- [O que fazer]:
- A) No texto sobre os privilégios das Forças Armadas, quanto as Forças Armadas devem contribuir para a economia prevista pelo governo?
- B) Prossiga com o texto sobre os privilégios das Forças Armadas a partir da última frase apresentada.

Privilégios das Forças Armadas foram alvo de críticas após divulgação de vídeo da Marinha. A peça institucional intercala imagens de oficiais de baixa patente em treinamento militar com a de cidadãos civis em momentos de lazer. O vídeo termina com a pergunta: "Privilégios?". A peça foi ajustada de última hora para reagir à inclusão militar nos cortes do governo, apurou a colunista do UOL Raquel Landim.
No fim das contas, a proposta do ministro da Fazenda, Fernando Haddad, mexe pouco nos benefícios das Forças Armadas. Elas devem contribuir com R$ 2 bilhões dos R$ 70 bilhões que serão economizados em dois anos. O ajuste atinge apenas três pontos:
Fim do pagamento da pensão para os "mortos fictícios" (morte ficta). Até hoje, familiares de militares expulsos das Forças por crimes ou infrações recebem pensão. A Folha revelou que, só no Exército, o pagamento ultrapassa R$ 20 milhões por ano.
Fim da transferência de pensão para dependentes. Depois de usufruída por cônjuges e filhos, a pensão pode ser transferida a parentes mais afastados, como irmãos, em caso de morte de familiar mais próximo.
Pagamento de 3,5% da remuneração militar para o fundo de saúde militar. O percentual, que podia ser menor dependendo da patente, precisará ser pago igualmente por todos.

- [Amostra dos dados]:
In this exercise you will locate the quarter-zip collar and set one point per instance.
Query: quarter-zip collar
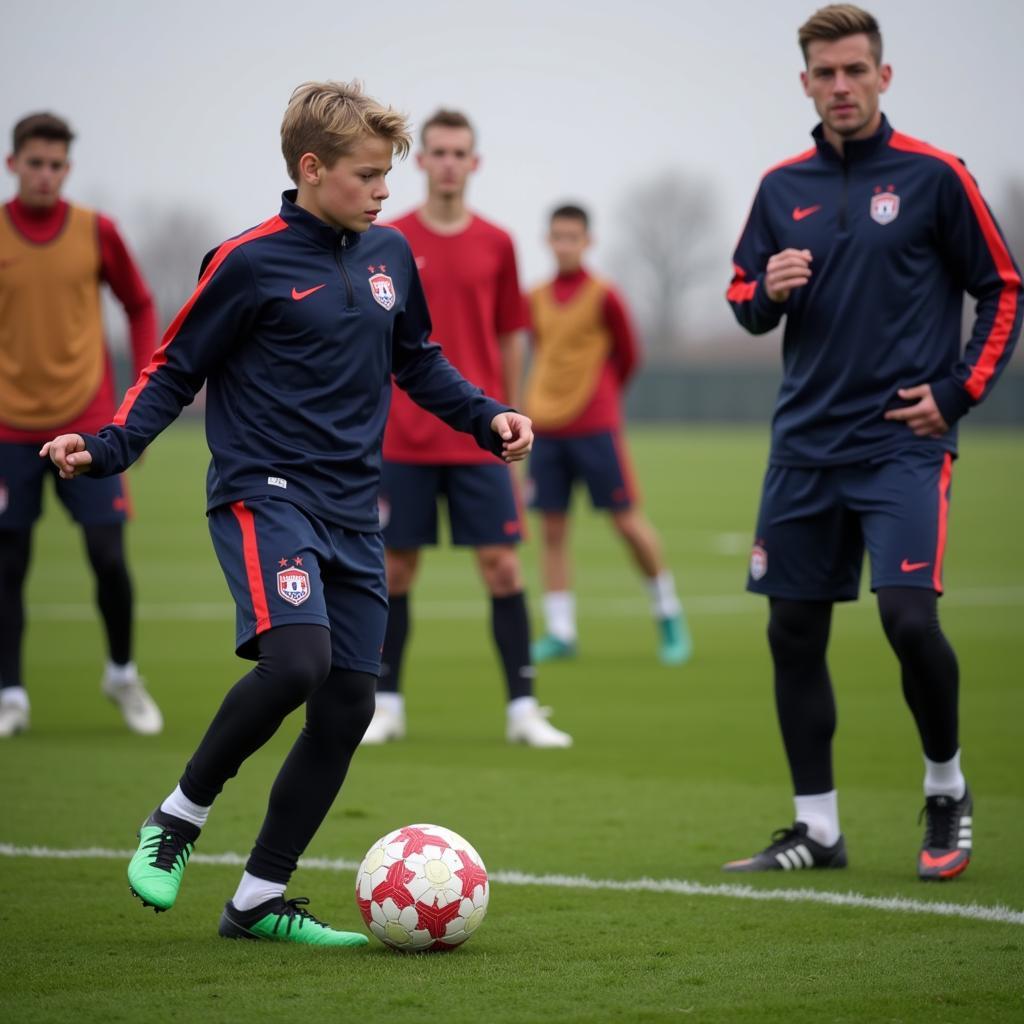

- [Respostas dos exercícios]:
- A) As Forças Armadas devem contribuir com R$ 2 bilhões dos R$ 70 bilhões que serão economizados em dois anos.

- B)
Idade mínima para entrar na reserva. Se o pacote de Haddad for aprovado, os militares precisarão ter 55 anos para entrar na reserva com salário integral, mas com um prazo de transição até 2032.
Especialista vê mudanças "muito tímidas". "Mesmo a questão da morte ficta, que é moralizante, me parece uma nuvem de poeira", afirma o economista Pedro Fernando Nery, professor do IDP (Instituto Brasileiro de Ensino).
O impacto é quase irrelevante, já que pouca gente é expulsa da Forças (...) Mas passa a impressão de que cederam, de que excessos estão sendo corrigidos. Não estão.
Pedro Fernando Nery, economista
Os benefícios dos militares
Além dos benefícios que serão alvo do ajuste, há outros. Eles envolvem sobretudo acúmulo de adicionais ao salário militar e a manutenção do soldo após a ida para a reserva, ou aposentadoria. Além do soldo, a remuneração dos militares é composta por adicionais de:
Compensação por disponibilidade militar: varia de 5% a 41% a depender da patente, e se refere à dedicação exclusiva ao serviço militar e à necessidade de sempre precisar estar disponível.
Tempo de serviço: a cada ano de serviço, o militar recebe 1% a mais sobre o soldo, dependendo da patente.
Compensação orgânica: compensa o desgaste físico de algumas atividades militares, como mergulho e salto de paraquedas. Varia de 10% a 20%, dependendo da patente.
Permanência: o militar que pode ir para a reserva e escolhe continuar em atividade recebe mais 5% do soldo e mais 5% a cada promoção.
Habilitação: para receber, o militar precisa realizar curso de especialização. Conforme o número e o tipo, maior é o percentual repassado, que varia de 12% a 30% do soldo.
Militar: a medida provisória que o regulamentou, em 2001, diz apenas que o valor se refere a uma "parcela remuneratória mensal devida ao militar, inerente a cada círculo hierárquico da carreira". Varia de 13% a 28% sobre o soldo. Ganha mais quem tem patente maior.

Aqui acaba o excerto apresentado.